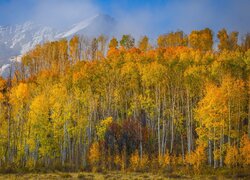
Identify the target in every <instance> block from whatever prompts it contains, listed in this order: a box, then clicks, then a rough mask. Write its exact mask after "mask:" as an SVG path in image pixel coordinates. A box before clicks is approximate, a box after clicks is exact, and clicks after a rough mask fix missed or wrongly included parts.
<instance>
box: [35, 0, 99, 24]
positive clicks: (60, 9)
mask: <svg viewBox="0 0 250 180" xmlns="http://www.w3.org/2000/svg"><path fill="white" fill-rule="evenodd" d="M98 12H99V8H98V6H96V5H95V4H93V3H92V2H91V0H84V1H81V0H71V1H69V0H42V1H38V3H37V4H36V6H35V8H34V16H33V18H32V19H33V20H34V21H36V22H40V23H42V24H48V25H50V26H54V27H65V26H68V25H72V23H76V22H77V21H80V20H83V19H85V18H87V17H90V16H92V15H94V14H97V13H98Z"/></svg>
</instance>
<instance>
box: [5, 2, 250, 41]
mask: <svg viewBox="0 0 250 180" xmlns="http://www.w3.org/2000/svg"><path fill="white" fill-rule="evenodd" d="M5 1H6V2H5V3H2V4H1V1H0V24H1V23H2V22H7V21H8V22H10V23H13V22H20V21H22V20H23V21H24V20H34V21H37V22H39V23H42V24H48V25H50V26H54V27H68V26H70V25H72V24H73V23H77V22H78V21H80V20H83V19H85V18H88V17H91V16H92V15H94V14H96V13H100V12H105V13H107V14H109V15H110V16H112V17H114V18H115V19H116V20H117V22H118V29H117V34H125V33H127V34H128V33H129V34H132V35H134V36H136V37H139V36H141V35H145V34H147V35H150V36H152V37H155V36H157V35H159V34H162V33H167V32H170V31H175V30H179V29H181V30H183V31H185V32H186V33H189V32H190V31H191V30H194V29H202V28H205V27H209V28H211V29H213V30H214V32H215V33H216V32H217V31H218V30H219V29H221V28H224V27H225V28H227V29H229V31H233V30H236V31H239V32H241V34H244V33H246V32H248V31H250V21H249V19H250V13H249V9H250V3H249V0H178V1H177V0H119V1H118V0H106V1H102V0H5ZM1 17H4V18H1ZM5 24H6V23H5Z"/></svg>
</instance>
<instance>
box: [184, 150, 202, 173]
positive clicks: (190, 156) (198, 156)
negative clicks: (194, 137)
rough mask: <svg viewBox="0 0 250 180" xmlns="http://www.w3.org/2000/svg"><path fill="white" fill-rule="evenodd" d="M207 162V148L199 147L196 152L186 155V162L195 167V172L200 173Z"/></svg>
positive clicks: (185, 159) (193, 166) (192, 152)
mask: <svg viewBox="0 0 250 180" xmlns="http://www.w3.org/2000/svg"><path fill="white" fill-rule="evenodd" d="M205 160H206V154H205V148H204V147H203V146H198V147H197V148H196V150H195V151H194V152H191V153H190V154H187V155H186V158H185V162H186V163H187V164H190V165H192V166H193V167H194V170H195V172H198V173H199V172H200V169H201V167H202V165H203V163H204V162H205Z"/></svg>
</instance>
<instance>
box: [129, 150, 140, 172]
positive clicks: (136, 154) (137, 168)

» **Aim of the task**:
Exact copy, no pictures: reproduce every record above.

» **Your response**:
Identify the target in every <instance> block from whatever prompts it contains, listed in this order: a box, then clicks, then a rough mask. Write its exact mask after "mask:" as an SVG path in image pixel coordinates. A box before clicks is approximate, a box after clicks is exact, and clicks after a rough mask fix missed or wrongly included parts.
<instance>
box: [35, 0, 99, 24]
positive clicks: (60, 9)
mask: <svg viewBox="0 0 250 180" xmlns="http://www.w3.org/2000/svg"><path fill="white" fill-rule="evenodd" d="M98 12H99V8H98V6H96V5H95V4H93V3H92V2H91V0H84V1H81V0H71V1H69V0H42V1H38V3H37V4H36V6H35V8H34V16H33V18H32V19H33V20H34V21H36V22H40V23H42V24H48V25H50V26H54V27H65V26H68V25H72V23H76V22H77V21H80V20H83V19H85V18H87V17H90V16H92V15H94V14H97V13H98Z"/></svg>
</instance>
<instance>
box: [5, 2, 250, 41]
mask: <svg viewBox="0 0 250 180" xmlns="http://www.w3.org/2000/svg"><path fill="white" fill-rule="evenodd" d="M5 1H6V2H5V3H2V4H1V1H0V24H1V23H2V22H7V21H8V22H10V23H13V22H20V21H22V20H23V21H24V20H34V21H37V22H39V23H42V24H48V25H50V26H54V27H68V26H70V25H72V24H73V23H77V22H78V21H80V20H83V19H85V18H88V17H91V16H92V15H94V14H96V13H100V12H105V13H107V14H109V15H110V16H112V17H114V18H115V19H116V20H117V22H118V29H117V34H125V33H127V34H128V33H129V34H132V35H134V36H136V37H139V36H141V35H145V34H147V35H150V36H152V37H155V36H157V35H159V34H162V33H167V32H170V31H175V30H179V29H181V30H183V31H185V32H186V33H189V32H190V31H191V30H194V29H202V28H205V27H209V28H211V29H213V30H214V32H215V33H216V32H217V31H218V30H219V29H221V28H224V27H225V28H227V29H229V31H233V30H236V31H239V32H241V34H244V33H246V32H248V31H250V21H249V19H250V13H249V9H250V3H249V0H178V1H177V0H119V1H118V0H106V1H102V0H5ZM1 17H4V18H1ZM5 24H6V23H5Z"/></svg>
</instance>
<instance>
box: [184, 150, 202, 173]
positive clicks: (190, 156) (198, 156)
negative clicks: (194, 137)
rough mask: <svg viewBox="0 0 250 180" xmlns="http://www.w3.org/2000/svg"><path fill="white" fill-rule="evenodd" d="M207 162V148L199 147L196 152L186 155V162L195 167V172L200 173Z"/></svg>
positive clicks: (185, 159) (193, 166) (192, 152)
mask: <svg viewBox="0 0 250 180" xmlns="http://www.w3.org/2000/svg"><path fill="white" fill-rule="evenodd" d="M205 160H206V154H205V148H204V147H203V146H198V147H197V148H196V150H195V151H194V152H191V153H190V154H187V155H186V158H185V162H186V163H187V164H190V165H192V166H193V167H194V170H195V172H198V173H199V172H200V169H201V167H202V165H203V163H204V162H205Z"/></svg>
</instance>
<instance>
box: [129, 150, 140, 172]
positive clicks: (136, 154) (137, 168)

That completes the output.